## Document section
━━━━━━━━━━━━━━━━

I have not been blogging much lately due to my depression, but I had a few things I wanted to say so I figured I would write a new post. You see there’s very few things that you can expect to happen when you are diagnosed with Schizoaffective disorder bipolar type. You can expect mood swings and you can expect they will cycle when you least expect them to. I haven’t had a depressive episode this lengthy since undergoing ECT. I had a manic episode during our move brought on by stress but it subsided and I was pretty much stable.Then it happened I woke up and couldn’t function one morning. I couldn’t get out of bed. I just slept for 3 days basically. I knew what was happening and spoke to my doctor quickly about my symptoms and so began the process of trying to pull myself out of it.
I began taking my Zoloft and adjusted my medication and I have been mostly successful with fighting off the thoughts of self harm and voices that tell me I’m worthless. However there are some delusions and paranoia that have been creeping up again that scare me to death. You see my mood swings are easily dealt with but they tend to trigger other symptoms if I am not careful. I don’t expect to be cured of anything but you also sometimes don’t realize the symptoms of schizophrenia to creep up for no apparent reason. And if you aren’t careful and paying attention they can quickly spiral out of control into a psychotic break.

━━━━━━━━━━━━━━━━

Stored data entries:
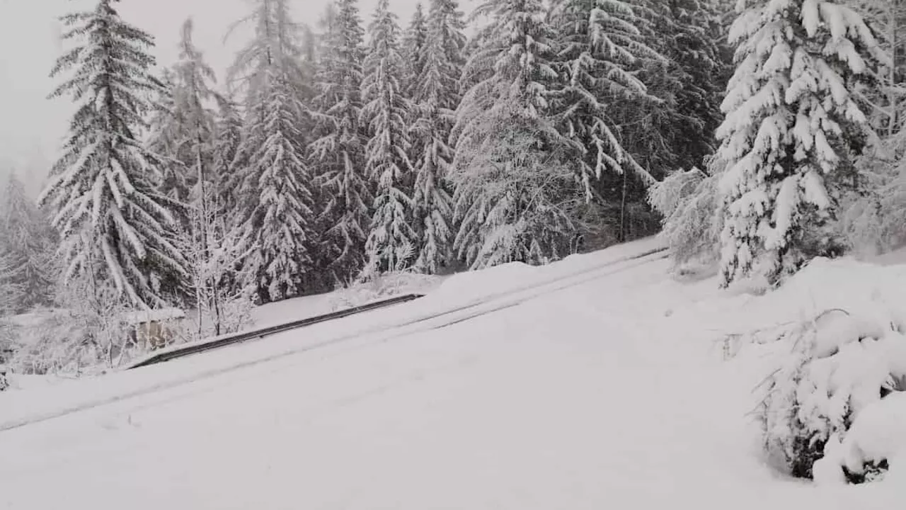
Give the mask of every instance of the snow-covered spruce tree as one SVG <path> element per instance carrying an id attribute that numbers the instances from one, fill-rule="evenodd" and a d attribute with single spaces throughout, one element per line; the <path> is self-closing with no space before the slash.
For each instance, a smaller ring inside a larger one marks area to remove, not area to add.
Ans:
<path id="1" fill-rule="evenodd" d="M 215 242 L 217 225 L 213 221 L 219 196 L 217 186 L 220 183 L 214 172 L 216 113 L 208 106 L 216 96 L 212 89 L 216 77 L 192 42 L 193 26 L 191 18 L 183 24 L 179 60 L 173 66 L 174 116 L 182 120 L 175 157 L 188 171 L 185 180 L 190 186 L 184 228 L 187 235 L 180 236 L 180 248 L 191 254 L 187 257 L 188 286 L 199 319 L 209 315 L 213 323 L 219 325 L 223 303 L 217 287 L 222 275 L 210 269 L 211 260 L 220 249 Z M 187 244 L 190 250 L 185 249 Z"/>
<path id="2" fill-rule="evenodd" d="M 212 173 L 217 181 L 217 191 L 215 209 L 217 211 L 219 229 L 226 230 L 234 224 L 237 177 L 234 170 L 244 163 L 236 160 L 239 143 L 242 142 L 242 113 L 239 105 L 228 95 L 215 95 L 217 110 L 214 119 L 214 150 Z"/>
<path id="3" fill-rule="evenodd" d="M 363 31 L 356 0 L 337 0 L 325 35 L 313 100 L 318 138 L 311 145 L 323 197 L 319 272 L 337 283 L 365 263 L 371 187 L 364 174 L 366 136 L 360 122 Z"/>
<path id="4" fill-rule="evenodd" d="M 160 160 L 137 138 L 143 97 L 159 88 L 149 74 L 153 43 L 116 1 L 62 18 L 64 40 L 81 44 L 57 61 L 52 75 L 73 74 L 51 95 L 71 94 L 77 109 L 40 201 L 53 211 L 67 279 L 110 281 L 131 305 L 153 307 L 165 304 L 159 283 L 183 273 L 184 260 L 169 240 L 170 202 L 156 192 Z"/>
<path id="5" fill-rule="evenodd" d="M 885 64 L 872 86 L 857 91 L 870 106 L 878 132 L 858 158 L 863 190 L 850 197 L 843 232 L 863 252 L 887 251 L 906 243 L 906 2 L 860 0 L 866 23 L 877 37 Z"/>
<path id="6" fill-rule="evenodd" d="M 718 154 L 728 162 L 724 285 L 757 263 L 776 280 L 809 251 L 828 253 L 809 236 L 833 214 L 838 190 L 852 180 L 848 154 L 871 131 L 851 87 L 869 65 L 865 49 L 877 46 L 859 15 L 835 1 L 740 7 L 730 31 L 738 64 L 718 131 Z"/>
<path id="7" fill-rule="evenodd" d="M 592 181 L 605 173 L 628 172 L 653 181 L 622 148 L 607 113 L 609 103 L 647 95 L 634 71 L 641 59 L 660 57 L 636 27 L 632 6 L 623 0 L 555 0 L 552 20 L 558 35 L 556 70 L 563 77 L 557 121 L 584 154 L 579 178 L 586 197 L 592 199 Z"/>
<path id="8" fill-rule="evenodd" d="M 563 256 L 573 232 L 568 209 L 581 198 L 566 163 L 572 144 L 550 118 L 556 79 L 541 0 L 488 0 L 486 44 L 469 59 L 493 74 L 473 86 L 457 112 L 454 247 L 472 269 Z"/>
<path id="9" fill-rule="evenodd" d="M 176 111 L 175 82 L 172 70 L 161 72 L 161 86 L 154 91 L 150 101 L 146 143 L 148 150 L 160 160 L 158 191 L 181 206 L 188 201 L 189 186 L 186 181 L 188 172 L 178 158 L 186 123 Z M 177 207 L 171 213 L 179 223 L 185 222 L 187 212 L 183 207 Z"/>
<path id="10" fill-rule="evenodd" d="M 718 10 L 711 0 L 630 1 L 645 5 L 649 40 L 665 57 L 647 63 L 640 74 L 660 103 L 648 102 L 634 113 L 651 121 L 627 126 L 637 131 L 627 133 L 635 142 L 631 150 L 652 154 L 642 161 L 659 176 L 664 170 L 701 166 L 717 148 L 714 132 L 723 120 L 720 102 L 732 71 Z"/>
<path id="11" fill-rule="evenodd" d="M 230 68 L 244 85 L 246 119 L 235 171 L 237 224 L 248 253 L 242 279 L 260 301 L 298 296 L 312 269 L 312 174 L 299 126 L 301 44 L 286 0 L 256 0 L 255 36 Z"/>
<path id="12" fill-rule="evenodd" d="M 10 173 L 0 218 L 0 251 L 7 254 L 7 279 L 17 291 L 14 309 L 48 306 L 56 281 L 55 239 L 49 220 L 27 196 L 15 172 Z"/>
<path id="13" fill-rule="evenodd" d="M 713 169 L 715 163 L 709 166 Z M 680 169 L 651 188 L 649 201 L 663 217 L 659 235 L 670 247 L 675 270 L 694 271 L 695 265 L 710 266 L 719 259 L 723 214 L 718 180 L 699 168 Z"/>
<path id="14" fill-rule="evenodd" d="M 906 123 L 906 0 L 853 0 L 872 29 L 884 65 L 878 69 L 877 86 L 864 91 L 876 131 L 890 138 Z"/>
<path id="15" fill-rule="evenodd" d="M 406 125 L 411 106 L 400 90 L 404 64 L 398 47 L 399 31 L 389 0 L 380 0 L 369 27 L 371 45 L 361 84 L 365 102 L 361 121 L 370 135 L 365 169 L 377 183 L 374 215 L 365 242 L 367 274 L 404 269 L 415 261 L 412 163 Z"/>
<path id="16" fill-rule="evenodd" d="M 418 120 L 411 152 L 416 166 L 414 227 L 419 234 L 415 267 L 427 273 L 436 273 L 450 256 L 453 206 L 448 176 L 454 154 L 448 141 L 461 99 L 465 26 L 456 0 L 430 1 L 422 70 L 413 95 Z"/>
<path id="17" fill-rule="evenodd" d="M 425 68 L 425 44 L 428 42 L 428 20 L 421 3 L 415 5 L 415 13 L 403 34 L 400 54 L 404 64 L 401 77 L 402 92 L 407 98 L 415 96 L 419 79 Z"/>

━━━━━━━━━━━━━━━━

## Directions
1. Print the part of the blog post about schizoaffective disorder that runs from "I began taking" down to "a psychotic break.".
2. In the blog post about schizoaffective disorder, which medication does the writer begin taking?

## Responses by task
1.
I began taking my Zoloft and adjusted my medication and I have been mostly successful with fighting off the thoughts of self harm and voices that tell me I’m worthless. However there are some delusions and paranoia that have been creeping up again that scare me to death. You see my mood swings are easily dealt with but they tend to trigger other symptoms if I am not careful. I don’t expect to be cured of anything but you also sometimes don’t realize the symptoms of schizophrenia to creep up for no apparent reason. And if you aren’t careful and paying attention they can quickly spiral out of control into a psychotic break.

2. Zoloft.